Point-based annotation data:
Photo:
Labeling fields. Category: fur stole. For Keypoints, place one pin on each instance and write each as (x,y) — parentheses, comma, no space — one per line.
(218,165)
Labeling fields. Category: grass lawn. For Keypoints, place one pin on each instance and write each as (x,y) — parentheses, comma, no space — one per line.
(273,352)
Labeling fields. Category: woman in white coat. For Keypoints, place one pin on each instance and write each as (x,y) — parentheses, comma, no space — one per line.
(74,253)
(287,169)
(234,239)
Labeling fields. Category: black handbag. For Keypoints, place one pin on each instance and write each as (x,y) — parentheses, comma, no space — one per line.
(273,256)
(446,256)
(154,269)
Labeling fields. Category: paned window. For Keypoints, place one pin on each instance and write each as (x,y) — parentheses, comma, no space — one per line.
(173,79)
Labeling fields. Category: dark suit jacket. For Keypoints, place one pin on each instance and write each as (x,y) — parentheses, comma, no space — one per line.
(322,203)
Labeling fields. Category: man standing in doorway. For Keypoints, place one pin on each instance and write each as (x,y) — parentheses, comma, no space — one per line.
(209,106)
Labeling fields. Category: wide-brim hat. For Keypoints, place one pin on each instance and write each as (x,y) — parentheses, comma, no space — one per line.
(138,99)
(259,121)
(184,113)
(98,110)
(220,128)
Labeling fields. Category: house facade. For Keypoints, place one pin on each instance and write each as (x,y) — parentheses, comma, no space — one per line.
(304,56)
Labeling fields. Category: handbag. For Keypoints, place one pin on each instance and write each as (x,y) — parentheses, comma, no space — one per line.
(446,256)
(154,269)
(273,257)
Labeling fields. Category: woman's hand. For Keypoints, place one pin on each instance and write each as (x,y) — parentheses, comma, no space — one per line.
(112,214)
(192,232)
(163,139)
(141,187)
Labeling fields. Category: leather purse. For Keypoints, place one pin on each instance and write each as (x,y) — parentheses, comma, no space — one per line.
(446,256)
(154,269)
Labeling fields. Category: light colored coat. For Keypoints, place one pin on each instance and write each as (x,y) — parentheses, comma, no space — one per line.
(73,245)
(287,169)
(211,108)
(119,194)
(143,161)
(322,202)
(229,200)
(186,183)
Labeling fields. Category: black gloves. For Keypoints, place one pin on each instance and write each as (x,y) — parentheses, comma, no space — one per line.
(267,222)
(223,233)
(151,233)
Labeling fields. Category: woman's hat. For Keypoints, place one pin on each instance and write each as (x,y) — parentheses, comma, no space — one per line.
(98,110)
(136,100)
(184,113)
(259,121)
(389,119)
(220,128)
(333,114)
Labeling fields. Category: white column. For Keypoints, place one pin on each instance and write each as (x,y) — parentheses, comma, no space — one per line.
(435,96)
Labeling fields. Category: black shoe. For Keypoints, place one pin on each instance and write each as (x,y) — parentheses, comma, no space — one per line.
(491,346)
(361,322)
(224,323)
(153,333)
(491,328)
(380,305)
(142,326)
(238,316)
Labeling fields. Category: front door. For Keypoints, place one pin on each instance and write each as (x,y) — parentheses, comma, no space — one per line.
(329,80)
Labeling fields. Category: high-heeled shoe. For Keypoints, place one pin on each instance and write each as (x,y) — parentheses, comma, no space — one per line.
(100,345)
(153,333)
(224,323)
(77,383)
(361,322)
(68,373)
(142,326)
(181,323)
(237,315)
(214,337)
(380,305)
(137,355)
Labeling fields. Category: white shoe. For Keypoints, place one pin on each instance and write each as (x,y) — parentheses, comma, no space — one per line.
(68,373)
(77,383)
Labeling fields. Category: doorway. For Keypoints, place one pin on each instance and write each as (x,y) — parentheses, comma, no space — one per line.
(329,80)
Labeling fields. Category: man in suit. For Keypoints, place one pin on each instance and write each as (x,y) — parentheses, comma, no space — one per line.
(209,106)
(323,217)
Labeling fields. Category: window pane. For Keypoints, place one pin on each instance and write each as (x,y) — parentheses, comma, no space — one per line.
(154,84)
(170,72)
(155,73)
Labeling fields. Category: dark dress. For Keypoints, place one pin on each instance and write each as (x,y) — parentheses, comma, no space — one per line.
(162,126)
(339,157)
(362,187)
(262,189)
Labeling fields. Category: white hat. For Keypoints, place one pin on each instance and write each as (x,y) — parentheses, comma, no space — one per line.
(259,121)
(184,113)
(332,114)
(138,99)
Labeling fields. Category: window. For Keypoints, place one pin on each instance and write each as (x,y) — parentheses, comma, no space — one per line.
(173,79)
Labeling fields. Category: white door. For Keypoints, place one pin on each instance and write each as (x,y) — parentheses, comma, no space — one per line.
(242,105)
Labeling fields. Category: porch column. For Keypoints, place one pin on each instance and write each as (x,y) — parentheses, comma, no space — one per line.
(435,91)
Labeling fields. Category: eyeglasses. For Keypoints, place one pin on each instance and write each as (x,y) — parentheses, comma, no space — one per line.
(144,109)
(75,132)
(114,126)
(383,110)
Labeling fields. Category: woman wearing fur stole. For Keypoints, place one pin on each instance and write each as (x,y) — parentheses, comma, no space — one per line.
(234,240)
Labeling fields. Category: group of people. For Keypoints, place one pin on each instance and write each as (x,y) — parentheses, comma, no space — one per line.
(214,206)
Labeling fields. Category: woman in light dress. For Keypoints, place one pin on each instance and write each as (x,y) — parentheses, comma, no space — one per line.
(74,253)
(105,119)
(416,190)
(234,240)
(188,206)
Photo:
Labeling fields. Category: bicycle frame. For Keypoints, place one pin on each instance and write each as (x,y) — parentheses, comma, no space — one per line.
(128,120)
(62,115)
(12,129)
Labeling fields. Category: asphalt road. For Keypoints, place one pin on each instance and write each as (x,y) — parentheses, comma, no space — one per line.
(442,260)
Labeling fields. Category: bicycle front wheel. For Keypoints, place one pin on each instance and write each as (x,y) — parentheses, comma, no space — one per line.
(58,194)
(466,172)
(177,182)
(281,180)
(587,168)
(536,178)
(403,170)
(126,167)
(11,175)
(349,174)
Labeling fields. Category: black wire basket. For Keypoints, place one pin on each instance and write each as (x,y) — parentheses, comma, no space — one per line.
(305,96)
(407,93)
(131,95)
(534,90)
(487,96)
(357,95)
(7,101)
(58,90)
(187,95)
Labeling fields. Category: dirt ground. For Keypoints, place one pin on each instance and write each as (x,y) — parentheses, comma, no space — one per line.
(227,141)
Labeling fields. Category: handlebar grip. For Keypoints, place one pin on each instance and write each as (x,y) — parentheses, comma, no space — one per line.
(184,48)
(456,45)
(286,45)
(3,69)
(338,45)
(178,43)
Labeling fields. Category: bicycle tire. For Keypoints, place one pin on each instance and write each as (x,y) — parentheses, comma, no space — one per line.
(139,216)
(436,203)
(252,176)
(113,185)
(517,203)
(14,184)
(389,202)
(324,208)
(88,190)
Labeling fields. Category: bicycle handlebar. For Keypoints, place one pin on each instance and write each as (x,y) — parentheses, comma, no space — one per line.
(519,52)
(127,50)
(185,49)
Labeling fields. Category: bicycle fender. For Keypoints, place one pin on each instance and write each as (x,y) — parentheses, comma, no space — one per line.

# [TASK DESCRIPTION]
Can you update the stretch from the line containing "Labeling fields. Category: handlebar" through the end of the lines, changing "bicycle" to "bike" and keeping everything else the same? Give back only that stretch.

# [EXERCISE ANSWER]
Labeling fields. Category: handlebar grip. For Keypoints, place one pin on each instance and write each as (x,y) — parentheses, comma, no space — one per line.
(184,48)
(456,45)
(286,45)
(3,69)
(338,45)
(178,43)
Labeling fields. Category: bike tire. For Keypoints, place one pin on each instance and write each as (x,y) — parentheses, comma, no space — one per line.
(139,216)
(436,203)
(252,176)
(113,185)
(517,203)
(14,184)
(389,202)
(324,208)
(88,190)
Labeling fields. Category: bike handlebar. For Keypoints, place one pin on each instance and write each as (x,y) — parentheses, comma, no space — one per line.
(519,52)
(127,50)
(185,49)
Labeling fields. Category: bike fender. For Keypoints, place one pin on each instance and write each as (x,y) — parentheses, comma, no space — one per line.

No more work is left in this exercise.